Shyness causes an uncomfortable feeling when a person in introduced into a situation with new or unfamiliar people. It affects the way we think: feeling that we are not as good as others. It affects the way we feel: excessive nervousness, racing thoughts, negative self-evaluation, scrambled thoughts. It even affects the way we react physically: shakiness in hands and even in the voice, tightening in the stomach, tension headache – these feelings can be slight or severe, and short or long-lived.

Between 1970 and 1980, shyness grew among American adults by 10% and continues to grow. In one survey, only 5% of the interviewees stated that they were never shy.

So it seems as if shyness is natural and if so why should we be concerned? There are many negative consequences to being shy. The degree of shyness determines the degree of detriment to the individual. Some are deeply troubling:

  • They don’t take advantage of social situations
  • They date less
  • They are less expressive verbally
  • They experience more loneliness
  • Males marry later and postpone families.
  • They have been found to use alcohol to alleviate social anxiety
  • This can lead to social inappropriateness and substance abuse.
  • They anticipate failure
  • They’re social strategies are self-handicapping (“I can’t do it because I’m shy)
  • Chronic social isolation leads to increasing loneliness and the related mental health problems.
  • It can even lead to chronic illness and a shorter lifespan.

There is some evidence that shyness may have its roots in genetics, it is, however, treatable. That is not to say that after a few sessions it can be completely defeated, but with some guidance, work and time, we can overcome most of the negative consequences.

Professor Jerome Kagan of Harvard spent many years researching the characteristics and origins of shyness.

The following signify genetically predisposed shyness:

  • Children who don’t have friends
  • Play alone
  • Avoid joining groups
  • Avoid speaking out in groups
  • Fearfulness of dogs or heights
  • Pickiness about new kinds of foods

Children who exhibit shy behaviors around new people but are adventurous in other ways are probably dealing with some kind of environmental stress rather that a shy temperament.

Temperament does not automatically mean that a person will grow up to be a shy adult. If, however, they grow up in a stressful environment, such as bickering parents, bullying at school or at home, or very overprotective surroundings, shyness is likely to develop.

It is estimated that 10 to 15 % of children are born with temperamental shyness. These children generally show the symptoms of shyness from their very early months up to about age 2.

On the other hand, environmental shyness is seen between the ages of five and six.

Parents concerned about a shy child should provide a calm, affectionate, predictable, yet somewhat demanding and encouraging home and school life. This will ease their discomfort. This does not mean that you will completely reverse the temperament of an hereditarily shy child, but you can widen their circle of social contacts.

For those children who are shy because of a stressful environment, removing the source of that stress can work wonders. Giving a child reasonable responsibilities that show great promise for success is one way to help child gain self-confidence and help a child learn how to fit in.

For any type of shyness, other family members can help by sharing feelings and memories to help them feel less alone, better understood and more hopeful about fitting into a social environment.

Adults also feel shy. Besides the temperamentally and environmentally shy person, there is a category that I read about the other day called the shy extrovert. I put myself into this category.

The shy extrovert has usually grown up in an extremely stressful and unstable environment and the problem is more centered on low self-esteem and fear of rejection. These adults have often been abused as children. They had parents who have unrealistic expectations and criticize even when the child achieved the goal set for them. Nothing is ever quite good enough for these parents. They can always find some flaw in the behavior, accomplishments, or even the appearance of the child.

Treatment for shy adults consists of behavioral homework such as forcing oneself to converse with coworkers or people met in stores and gas stations, developing a “tool kit” using drills and exercises that train in positive social behavior, building trust, converting negative thoughts about oneself, and training in effective communication skills like opening a conversation, assertiveness and negotiation.

I will cover some of these activities in the area of interpersonal skills under the heading of tolerance of discomfort. In surveys, only 15% report never feeling shy. Since some shyness is a discomfort among nearly 85% of all American adults, I feel it useful to include some exercises to help ease this particular distress. I would recommend that even if you don’t consider yourself shy, that you practice these skills.
_ _ _ _ _
- _INSTRUCTIONS TO FOLLOW_
Translate this sentence from the text on shyness into Spanish: "Professor Jerome Kagan of Harvard spent many years researching the characteristics and origins of shyness." The entries here are separate from the text on shyness.

Saved data entries:
_ _ _ _ _
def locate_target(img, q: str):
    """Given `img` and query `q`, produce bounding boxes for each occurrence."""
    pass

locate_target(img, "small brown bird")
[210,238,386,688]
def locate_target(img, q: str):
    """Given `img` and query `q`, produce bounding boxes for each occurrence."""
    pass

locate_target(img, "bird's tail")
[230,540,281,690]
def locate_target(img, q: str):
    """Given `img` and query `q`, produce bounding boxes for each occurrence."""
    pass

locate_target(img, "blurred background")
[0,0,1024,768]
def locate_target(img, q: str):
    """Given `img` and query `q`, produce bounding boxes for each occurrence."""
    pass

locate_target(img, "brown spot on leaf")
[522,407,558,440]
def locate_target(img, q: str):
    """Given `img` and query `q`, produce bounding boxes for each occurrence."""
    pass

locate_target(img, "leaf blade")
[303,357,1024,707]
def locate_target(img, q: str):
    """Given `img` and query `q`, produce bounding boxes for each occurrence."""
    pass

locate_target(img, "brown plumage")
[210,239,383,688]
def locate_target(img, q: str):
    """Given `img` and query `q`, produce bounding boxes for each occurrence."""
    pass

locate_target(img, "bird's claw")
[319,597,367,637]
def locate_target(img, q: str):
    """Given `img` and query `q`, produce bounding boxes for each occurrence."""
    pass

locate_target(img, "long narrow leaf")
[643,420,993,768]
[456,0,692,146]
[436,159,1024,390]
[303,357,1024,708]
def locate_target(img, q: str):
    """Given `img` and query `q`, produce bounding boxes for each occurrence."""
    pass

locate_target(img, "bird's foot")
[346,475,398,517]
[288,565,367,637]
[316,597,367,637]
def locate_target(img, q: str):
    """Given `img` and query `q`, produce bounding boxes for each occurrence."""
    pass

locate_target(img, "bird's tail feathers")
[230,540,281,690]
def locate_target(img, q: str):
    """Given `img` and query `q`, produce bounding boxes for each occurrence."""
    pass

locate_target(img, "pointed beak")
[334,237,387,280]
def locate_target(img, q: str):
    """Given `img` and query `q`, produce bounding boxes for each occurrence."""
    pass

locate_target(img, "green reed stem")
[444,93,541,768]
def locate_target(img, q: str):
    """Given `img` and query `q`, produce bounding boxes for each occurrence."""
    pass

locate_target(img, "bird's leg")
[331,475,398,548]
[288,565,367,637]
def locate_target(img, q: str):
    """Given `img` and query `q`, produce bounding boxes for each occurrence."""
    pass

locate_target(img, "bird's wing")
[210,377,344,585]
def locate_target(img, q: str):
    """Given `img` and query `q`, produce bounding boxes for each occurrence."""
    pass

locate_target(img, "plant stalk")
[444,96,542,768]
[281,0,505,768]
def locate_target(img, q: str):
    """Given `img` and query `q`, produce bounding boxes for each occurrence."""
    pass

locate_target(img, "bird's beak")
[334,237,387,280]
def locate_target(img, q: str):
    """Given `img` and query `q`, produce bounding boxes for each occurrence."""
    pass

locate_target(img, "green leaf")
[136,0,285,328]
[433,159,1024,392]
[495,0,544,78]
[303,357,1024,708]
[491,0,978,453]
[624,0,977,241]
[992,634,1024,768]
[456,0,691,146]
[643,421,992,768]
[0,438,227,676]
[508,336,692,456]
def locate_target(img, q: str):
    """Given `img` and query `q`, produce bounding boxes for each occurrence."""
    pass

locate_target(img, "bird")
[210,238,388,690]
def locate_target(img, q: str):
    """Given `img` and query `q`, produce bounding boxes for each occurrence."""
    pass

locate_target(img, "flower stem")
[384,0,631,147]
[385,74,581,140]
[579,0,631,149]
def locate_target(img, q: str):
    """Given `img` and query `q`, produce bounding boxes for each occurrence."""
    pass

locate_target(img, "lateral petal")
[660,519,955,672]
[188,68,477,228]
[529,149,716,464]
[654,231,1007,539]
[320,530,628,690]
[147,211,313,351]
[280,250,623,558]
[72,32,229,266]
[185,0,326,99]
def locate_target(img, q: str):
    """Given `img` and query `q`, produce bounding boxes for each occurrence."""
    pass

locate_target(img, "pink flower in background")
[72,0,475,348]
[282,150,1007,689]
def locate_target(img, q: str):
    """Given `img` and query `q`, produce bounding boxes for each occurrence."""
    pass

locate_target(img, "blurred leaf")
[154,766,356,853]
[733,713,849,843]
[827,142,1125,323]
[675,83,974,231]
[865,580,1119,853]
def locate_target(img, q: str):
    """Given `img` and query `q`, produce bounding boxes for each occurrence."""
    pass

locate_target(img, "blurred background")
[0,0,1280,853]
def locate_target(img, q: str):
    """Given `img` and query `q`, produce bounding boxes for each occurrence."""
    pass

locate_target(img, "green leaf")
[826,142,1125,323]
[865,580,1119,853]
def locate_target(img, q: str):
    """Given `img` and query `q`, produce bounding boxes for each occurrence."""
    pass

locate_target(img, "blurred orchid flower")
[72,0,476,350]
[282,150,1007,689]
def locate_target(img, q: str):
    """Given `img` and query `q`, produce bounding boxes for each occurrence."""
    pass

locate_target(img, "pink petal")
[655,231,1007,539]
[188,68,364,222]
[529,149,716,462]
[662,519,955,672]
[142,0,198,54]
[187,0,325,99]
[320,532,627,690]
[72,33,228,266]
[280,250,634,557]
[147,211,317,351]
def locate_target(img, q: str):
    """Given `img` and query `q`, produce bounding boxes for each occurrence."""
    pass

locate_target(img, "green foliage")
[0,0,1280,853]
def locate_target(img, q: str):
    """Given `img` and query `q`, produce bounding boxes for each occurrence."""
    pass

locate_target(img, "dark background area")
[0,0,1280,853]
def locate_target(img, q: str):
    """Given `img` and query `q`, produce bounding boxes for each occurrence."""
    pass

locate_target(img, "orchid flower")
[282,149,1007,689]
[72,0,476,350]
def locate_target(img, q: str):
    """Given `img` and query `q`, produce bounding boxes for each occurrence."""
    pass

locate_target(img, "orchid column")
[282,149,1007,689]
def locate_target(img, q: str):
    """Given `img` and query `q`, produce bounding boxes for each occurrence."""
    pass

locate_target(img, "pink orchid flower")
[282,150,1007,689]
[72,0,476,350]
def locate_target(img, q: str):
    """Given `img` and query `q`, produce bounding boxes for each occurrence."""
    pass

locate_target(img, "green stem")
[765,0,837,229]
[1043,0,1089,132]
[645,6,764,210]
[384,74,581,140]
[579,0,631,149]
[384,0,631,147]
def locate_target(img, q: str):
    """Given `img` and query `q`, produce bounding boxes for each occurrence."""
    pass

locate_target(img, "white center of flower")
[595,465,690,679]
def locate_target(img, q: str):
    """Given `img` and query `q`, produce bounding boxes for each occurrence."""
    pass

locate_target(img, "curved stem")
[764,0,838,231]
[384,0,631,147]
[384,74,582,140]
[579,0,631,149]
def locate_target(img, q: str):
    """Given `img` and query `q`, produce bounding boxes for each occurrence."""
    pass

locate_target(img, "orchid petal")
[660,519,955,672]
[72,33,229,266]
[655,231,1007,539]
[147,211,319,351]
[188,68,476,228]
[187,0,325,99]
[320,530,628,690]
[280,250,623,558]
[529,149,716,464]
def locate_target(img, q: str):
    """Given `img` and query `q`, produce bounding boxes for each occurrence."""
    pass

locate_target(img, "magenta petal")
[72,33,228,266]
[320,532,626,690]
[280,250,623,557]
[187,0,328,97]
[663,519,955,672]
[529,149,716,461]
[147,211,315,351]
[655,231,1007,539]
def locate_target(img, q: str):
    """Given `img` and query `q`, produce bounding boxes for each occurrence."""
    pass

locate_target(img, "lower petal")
_ _ _ _ _
- _RESPONSE_
El profesor Jerome Kagan, de Harvard, dedicó muchos años a investigar las características y los orígenes de la timidez.